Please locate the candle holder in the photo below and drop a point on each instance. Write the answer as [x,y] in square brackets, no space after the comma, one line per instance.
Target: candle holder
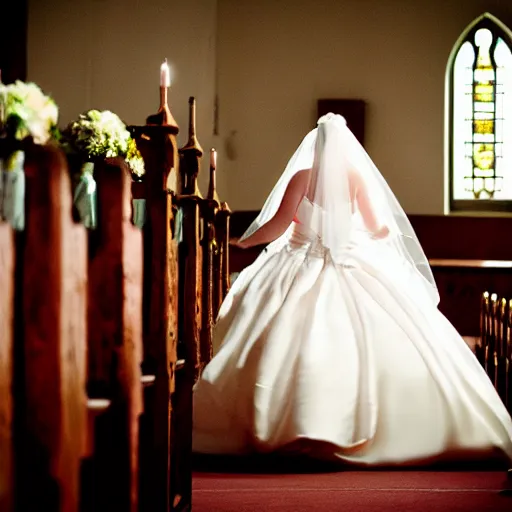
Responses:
[163,117]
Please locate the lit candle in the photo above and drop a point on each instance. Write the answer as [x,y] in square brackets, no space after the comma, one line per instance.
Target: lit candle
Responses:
[165,75]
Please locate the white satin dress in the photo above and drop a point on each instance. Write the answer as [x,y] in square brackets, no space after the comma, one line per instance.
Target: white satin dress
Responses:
[354,360]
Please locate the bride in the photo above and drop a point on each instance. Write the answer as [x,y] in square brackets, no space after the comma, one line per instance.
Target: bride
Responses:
[331,342]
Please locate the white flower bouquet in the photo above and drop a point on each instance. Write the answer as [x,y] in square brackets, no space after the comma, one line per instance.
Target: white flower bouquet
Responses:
[94,137]
[26,115]
[27,112]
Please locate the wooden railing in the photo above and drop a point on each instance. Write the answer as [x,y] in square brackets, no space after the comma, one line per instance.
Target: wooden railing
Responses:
[495,348]
[104,333]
————————
• **Exercise**
Your answer must be the exact lines from the start of the data through the line with "Target: lit candle", inclusive, and nothing else; pictures do not belong in it.

• **Response for this exercise**
Please locate the candle holder in the photo below and drop a point on each instance. Write the answer as [x,y] in square brackets, no space after the comma, one line per instance.
Target: candle holder
Responses:
[163,117]
Please locate the lit candle in the photo above and drop a point on each instance. Write the answer as [x,y] in square brackets, no space after the comma, one line per instance.
Target: lit candle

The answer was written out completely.